(Contour labeling entries)
::::::::::

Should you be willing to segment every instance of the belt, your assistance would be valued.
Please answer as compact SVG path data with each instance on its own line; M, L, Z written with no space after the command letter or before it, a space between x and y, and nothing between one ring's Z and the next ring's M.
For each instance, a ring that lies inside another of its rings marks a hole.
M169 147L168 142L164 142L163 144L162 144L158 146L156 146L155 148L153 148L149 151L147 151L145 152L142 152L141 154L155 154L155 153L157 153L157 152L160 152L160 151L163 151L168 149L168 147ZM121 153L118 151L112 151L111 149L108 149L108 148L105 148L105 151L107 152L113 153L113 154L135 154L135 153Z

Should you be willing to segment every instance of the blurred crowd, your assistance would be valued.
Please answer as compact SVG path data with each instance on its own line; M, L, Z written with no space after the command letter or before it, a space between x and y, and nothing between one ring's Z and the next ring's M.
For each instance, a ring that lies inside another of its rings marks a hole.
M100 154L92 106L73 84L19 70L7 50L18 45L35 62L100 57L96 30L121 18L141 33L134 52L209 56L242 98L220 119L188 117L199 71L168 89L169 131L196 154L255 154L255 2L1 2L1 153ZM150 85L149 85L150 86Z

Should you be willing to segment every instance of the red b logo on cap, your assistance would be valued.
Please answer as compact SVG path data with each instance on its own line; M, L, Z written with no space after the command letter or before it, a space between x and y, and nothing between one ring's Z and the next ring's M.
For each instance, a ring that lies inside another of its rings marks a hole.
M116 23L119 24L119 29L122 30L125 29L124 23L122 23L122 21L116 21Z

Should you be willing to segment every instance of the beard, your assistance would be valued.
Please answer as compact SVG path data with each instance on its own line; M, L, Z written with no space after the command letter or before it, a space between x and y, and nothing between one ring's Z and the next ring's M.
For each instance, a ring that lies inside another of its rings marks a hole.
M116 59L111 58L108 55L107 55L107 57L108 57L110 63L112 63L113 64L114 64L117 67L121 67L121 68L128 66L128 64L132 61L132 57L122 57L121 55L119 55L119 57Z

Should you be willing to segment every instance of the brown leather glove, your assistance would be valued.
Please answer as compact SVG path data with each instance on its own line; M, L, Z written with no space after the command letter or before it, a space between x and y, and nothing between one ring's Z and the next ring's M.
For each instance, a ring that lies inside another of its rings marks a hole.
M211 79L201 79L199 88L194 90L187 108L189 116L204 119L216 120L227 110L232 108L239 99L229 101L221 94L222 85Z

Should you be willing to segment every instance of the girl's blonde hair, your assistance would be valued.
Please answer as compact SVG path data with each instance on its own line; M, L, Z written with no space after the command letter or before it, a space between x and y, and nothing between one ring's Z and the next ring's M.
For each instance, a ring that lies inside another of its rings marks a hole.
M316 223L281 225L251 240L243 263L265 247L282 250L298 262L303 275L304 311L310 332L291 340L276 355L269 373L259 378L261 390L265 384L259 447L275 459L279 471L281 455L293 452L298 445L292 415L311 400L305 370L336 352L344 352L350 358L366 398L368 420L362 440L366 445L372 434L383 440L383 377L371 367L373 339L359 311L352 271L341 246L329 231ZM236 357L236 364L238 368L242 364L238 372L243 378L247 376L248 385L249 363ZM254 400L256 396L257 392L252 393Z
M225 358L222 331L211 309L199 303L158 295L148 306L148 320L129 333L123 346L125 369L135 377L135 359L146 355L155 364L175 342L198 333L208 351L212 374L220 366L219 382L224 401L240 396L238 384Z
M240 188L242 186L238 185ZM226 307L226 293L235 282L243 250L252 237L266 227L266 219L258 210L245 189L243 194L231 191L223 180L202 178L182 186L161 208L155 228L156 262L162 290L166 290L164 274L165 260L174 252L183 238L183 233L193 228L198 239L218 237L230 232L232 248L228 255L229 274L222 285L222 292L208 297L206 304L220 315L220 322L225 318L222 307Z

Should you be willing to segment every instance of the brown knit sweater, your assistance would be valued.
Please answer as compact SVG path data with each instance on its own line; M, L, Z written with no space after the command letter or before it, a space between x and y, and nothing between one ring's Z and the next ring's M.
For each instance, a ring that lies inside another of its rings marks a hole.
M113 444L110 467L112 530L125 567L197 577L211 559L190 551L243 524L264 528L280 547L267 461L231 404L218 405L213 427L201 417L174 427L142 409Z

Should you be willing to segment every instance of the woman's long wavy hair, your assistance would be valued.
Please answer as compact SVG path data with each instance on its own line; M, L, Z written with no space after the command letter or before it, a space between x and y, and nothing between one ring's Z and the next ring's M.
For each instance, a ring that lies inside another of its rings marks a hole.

::::::::::

• STATED PROBLEM: Please output all of the material above verbatim, keeping every line and character unchanged.

• FINISHED TASK:
Should you be willing to segment every instance of the belt, your assistance would be valued.
Please answer as compact SVG path data with each instance on its own line; M, L, Z written with no space after the command letter or before it, a space between x and y, and nothing between one ring's Z and the next ring's M.
For each instance, a ring that lies inside another of its rings marks a hole.
M169 147L168 142L164 142L163 144L162 144L158 146L156 146L155 148L153 148L149 151L147 151L145 152L142 152L141 154L155 154L155 153L157 153L157 152L160 152L160 151L163 151L168 149L168 147ZM121 153L118 151L112 151L111 149L108 149L108 148L105 148L105 151L107 152L113 153L113 154L135 154L135 153Z

Should you be willing to segment every instance of the blurred crowd, your assistance would be valued.
Please answer as compact SVG path data with each instance on its own line; M, L, Z written with no space after the command letter or before it, a space between x and y, and nothing between one ring's Z and the next ring's M.
For each instance, a ring that lies inside another of its rings marks a hole.
M100 154L92 106L73 84L19 70L7 50L18 45L35 62L100 57L96 30L121 18L141 33L134 52L209 56L242 98L220 119L188 117L199 71L168 89L169 131L196 154L255 154L255 2L1 2L1 153ZM150 85L149 85L150 86Z

Should you be willing to segment every instance of the red b logo on cap, your assistance would be valued.
Please answer as compact SVG path data with each instance on its own line; M, L, Z written with no space after the command letter or before it, a space between x and y, and nothing between one ring's Z and the next ring's M.
For each instance, a ring that lies inside another of its rings marks a hole.
M116 23L119 24L119 29L122 30L125 29L124 23L122 23L122 21L116 21Z

Should you be willing to segment every instance of the beard, your assistance would be valued.
Please answer as compact SVG path data with each instance on its own line; M, L, Z written with no space after the command letter or before it, a space between x and y, and nothing between one ring's Z and the next ring's M.
For each instance, a ring that lies inside another of its rings marks a hole.
M116 59L111 58L108 55L107 55L107 57L108 57L110 63L112 63L113 64L114 64L117 67L121 67L121 68L128 66L128 64L132 61L132 57L122 57L121 55L119 55L119 57Z

Should you be willing to segment every instance of the brown leather glove, your assistance would be valued.
Please answer as compact SVG path data with each instance on its own line; M, L, Z written with no space after the command letter or before it, a space between x and y, and nothing between one ring's Z and the next ring's M.
For each instance, a ring that lies inside another of its rings marks a hole.
M211 79L201 79L199 88L194 90L187 108L189 116L204 119L216 120L227 110L232 108L239 99L229 101L221 94L222 85Z

Should you be willing to segment every instance of the girl's blonde hair, your assistance would be valued.
Please answer as compact SVG path data with each instance on its own line; M, L, Z written with no space after the command letter or before it, a space between x and y, and nothing between one ring's Z and the next ring's M.
For each instance, a ring that lies inside another of its rings marks a hole.
M316 223L281 225L251 240L243 263L265 247L282 250L298 262L303 275L304 311L310 332L291 340L276 355L269 373L259 378L261 390L265 384L259 447L275 459L279 471L281 455L293 452L298 445L292 415L311 400L305 370L336 352L344 352L350 358L366 398L368 420L362 440L366 445L372 434L383 440L383 377L371 367L373 339L359 311L352 271L341 246L329 231ZM236 357L236 364L238 368L242 364L238 372L243 378L247 376L248 385L249 363ZM254 400L256 396L257 392L252 393Z
M225 358L222 331L211 309L199 303L158 295L148 306L148 320L129 333L123 346L125 369L135 377L135 359L146 355L155 364L175 342L198 333L208 351L212 374L220 366L219 382L224 401L240 396L238 384Z
M240 188L242 186L238 185ZM226 307L226 293L235 282L243 250L252 237L266 227L266 219L258 210L245 189L243 194L231 191L223 180L202 178L182 186L161 208L155 228L156 262L162 290L166 290L164 274L165 260L174 252L183 238L183 233L193 228L198 239L218 237L230 232L232 248L228 255L229 274L222 285L222 292L208 297L206 304L220 315L220 322L225 318L222 307Z

Should you be willing to segment every instance of the brown knit sweater, your assistance would be valued.
Please answer as compact SVG path data with each instance on its own line; M, L, Z written with no space after the command letter or before it, a space between x and y, and nothing between one ring's Z and the next ring's M.
For each instance, a ring that lies inside another of its rings marks a hole.
M113 444L110 467L112 530L125 567L197 577L211 559L190 551L243 524L264 528L280 547L267 461L231 404L218 405L213 427L201 417L174 427L142 409Z

Should you be willing to segment every instance of the woman's long wavy hair, your assistance would be valued.
Please answer as compact SVG path data with each instance on its own line; M, L, Z written with no space after the command letter or before it, a space between x and y, and nothing between one ring's Z and the next ring's M.
For each instance, a ring that lies inside another of its rings marks a hole.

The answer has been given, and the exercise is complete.